:: Given records
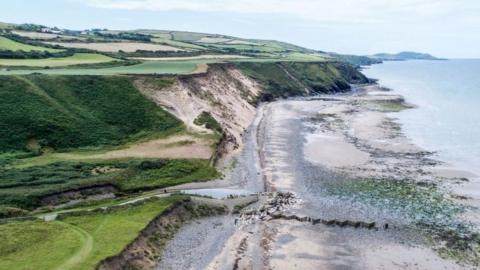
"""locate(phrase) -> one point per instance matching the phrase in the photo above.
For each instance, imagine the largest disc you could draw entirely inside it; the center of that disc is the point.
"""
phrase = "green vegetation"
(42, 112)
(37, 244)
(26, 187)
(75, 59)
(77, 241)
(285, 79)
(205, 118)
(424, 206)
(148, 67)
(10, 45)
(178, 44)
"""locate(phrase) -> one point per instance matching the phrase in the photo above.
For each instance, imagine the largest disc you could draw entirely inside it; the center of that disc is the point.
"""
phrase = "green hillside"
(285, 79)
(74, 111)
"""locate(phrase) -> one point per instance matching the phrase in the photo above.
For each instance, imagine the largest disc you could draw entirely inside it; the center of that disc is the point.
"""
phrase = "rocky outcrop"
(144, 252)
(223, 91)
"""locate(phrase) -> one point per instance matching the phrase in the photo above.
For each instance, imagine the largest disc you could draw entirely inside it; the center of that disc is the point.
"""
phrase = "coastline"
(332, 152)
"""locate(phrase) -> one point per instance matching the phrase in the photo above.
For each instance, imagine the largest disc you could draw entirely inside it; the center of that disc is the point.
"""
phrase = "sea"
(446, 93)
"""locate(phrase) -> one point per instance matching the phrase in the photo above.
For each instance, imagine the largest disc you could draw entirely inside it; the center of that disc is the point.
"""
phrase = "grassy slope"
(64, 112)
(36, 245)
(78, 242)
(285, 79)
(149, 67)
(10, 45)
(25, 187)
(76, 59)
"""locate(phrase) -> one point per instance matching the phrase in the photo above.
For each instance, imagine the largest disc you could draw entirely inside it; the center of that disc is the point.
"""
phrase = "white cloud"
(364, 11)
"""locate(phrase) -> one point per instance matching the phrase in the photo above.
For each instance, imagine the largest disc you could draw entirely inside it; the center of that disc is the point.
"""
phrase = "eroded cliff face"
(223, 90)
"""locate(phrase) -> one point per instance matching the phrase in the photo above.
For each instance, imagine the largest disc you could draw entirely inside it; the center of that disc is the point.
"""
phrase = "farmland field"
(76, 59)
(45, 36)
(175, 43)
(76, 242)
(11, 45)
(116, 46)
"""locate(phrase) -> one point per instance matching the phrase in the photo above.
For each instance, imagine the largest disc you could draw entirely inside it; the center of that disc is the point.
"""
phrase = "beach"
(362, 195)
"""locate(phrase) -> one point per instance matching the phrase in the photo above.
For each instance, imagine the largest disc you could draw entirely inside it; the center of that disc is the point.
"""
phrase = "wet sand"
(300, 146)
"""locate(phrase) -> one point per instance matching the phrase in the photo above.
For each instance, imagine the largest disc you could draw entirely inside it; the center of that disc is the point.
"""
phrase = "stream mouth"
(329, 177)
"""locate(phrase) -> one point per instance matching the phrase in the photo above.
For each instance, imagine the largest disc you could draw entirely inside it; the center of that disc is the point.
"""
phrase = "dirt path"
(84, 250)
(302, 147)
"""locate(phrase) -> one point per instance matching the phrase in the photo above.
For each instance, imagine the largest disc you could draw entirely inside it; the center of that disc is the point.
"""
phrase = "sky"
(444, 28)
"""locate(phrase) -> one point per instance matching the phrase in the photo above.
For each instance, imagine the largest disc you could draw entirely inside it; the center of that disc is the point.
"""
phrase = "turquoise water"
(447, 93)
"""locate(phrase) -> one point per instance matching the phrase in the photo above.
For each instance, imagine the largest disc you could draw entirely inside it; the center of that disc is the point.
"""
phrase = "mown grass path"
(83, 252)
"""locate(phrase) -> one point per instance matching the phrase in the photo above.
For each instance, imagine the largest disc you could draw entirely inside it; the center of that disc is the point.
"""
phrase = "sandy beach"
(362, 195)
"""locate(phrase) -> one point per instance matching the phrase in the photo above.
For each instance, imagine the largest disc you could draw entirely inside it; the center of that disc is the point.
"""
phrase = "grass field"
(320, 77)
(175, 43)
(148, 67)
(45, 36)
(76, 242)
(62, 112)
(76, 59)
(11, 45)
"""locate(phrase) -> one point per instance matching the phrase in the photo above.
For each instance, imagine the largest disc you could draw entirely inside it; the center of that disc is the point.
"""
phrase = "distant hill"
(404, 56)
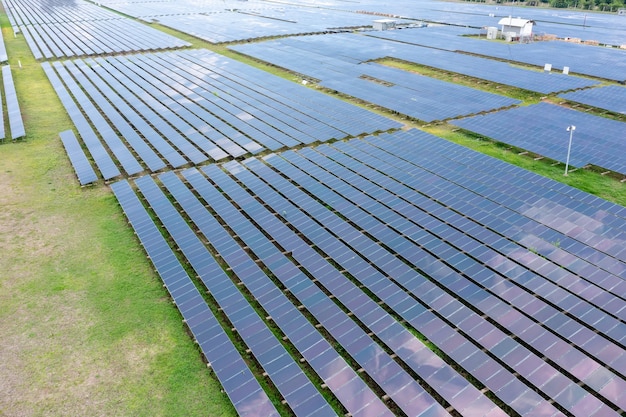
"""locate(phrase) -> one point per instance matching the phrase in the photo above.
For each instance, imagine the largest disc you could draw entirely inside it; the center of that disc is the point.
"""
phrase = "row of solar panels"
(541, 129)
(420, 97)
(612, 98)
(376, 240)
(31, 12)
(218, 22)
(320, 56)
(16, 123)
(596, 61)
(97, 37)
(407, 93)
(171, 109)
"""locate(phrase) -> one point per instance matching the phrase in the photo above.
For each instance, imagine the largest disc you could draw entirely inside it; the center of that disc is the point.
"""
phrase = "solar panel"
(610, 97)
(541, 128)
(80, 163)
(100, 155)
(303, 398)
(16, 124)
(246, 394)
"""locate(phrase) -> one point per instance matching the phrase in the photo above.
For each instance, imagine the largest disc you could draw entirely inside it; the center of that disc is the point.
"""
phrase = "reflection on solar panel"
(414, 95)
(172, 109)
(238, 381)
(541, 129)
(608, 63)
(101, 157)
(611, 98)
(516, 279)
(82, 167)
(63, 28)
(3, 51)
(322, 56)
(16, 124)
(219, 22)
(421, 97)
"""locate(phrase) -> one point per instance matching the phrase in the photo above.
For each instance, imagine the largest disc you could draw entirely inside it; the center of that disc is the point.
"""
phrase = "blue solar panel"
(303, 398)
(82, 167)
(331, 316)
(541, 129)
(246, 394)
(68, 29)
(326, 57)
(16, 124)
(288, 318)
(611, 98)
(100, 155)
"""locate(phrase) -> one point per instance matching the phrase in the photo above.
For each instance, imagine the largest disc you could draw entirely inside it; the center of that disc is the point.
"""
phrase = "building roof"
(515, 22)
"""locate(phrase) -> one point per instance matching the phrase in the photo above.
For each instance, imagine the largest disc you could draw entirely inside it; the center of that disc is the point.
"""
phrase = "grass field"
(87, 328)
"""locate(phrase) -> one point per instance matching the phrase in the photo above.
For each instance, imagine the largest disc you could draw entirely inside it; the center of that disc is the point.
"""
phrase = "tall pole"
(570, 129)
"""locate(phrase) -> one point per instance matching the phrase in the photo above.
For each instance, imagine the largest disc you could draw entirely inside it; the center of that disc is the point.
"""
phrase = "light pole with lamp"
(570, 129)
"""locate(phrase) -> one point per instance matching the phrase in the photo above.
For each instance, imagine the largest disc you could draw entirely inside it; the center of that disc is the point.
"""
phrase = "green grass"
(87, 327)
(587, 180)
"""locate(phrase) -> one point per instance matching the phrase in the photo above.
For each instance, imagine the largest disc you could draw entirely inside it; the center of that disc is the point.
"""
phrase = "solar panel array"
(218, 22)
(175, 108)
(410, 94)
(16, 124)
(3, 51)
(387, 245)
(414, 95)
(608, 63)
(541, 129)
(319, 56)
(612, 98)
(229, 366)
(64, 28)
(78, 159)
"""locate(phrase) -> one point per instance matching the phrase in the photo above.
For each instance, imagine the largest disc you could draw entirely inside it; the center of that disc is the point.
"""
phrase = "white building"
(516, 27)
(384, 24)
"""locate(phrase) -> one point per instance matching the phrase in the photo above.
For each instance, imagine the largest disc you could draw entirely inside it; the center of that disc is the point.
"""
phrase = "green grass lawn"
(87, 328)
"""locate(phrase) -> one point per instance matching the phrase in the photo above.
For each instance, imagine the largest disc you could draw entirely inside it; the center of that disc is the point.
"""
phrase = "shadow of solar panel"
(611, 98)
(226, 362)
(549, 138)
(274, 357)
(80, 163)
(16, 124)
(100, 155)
::::
Your objective:
Locate every line in the entries above that contains the word "white", and copy each one. Case counts.

Exercise solution:
phrase = "white cloud"
phrase = "white building"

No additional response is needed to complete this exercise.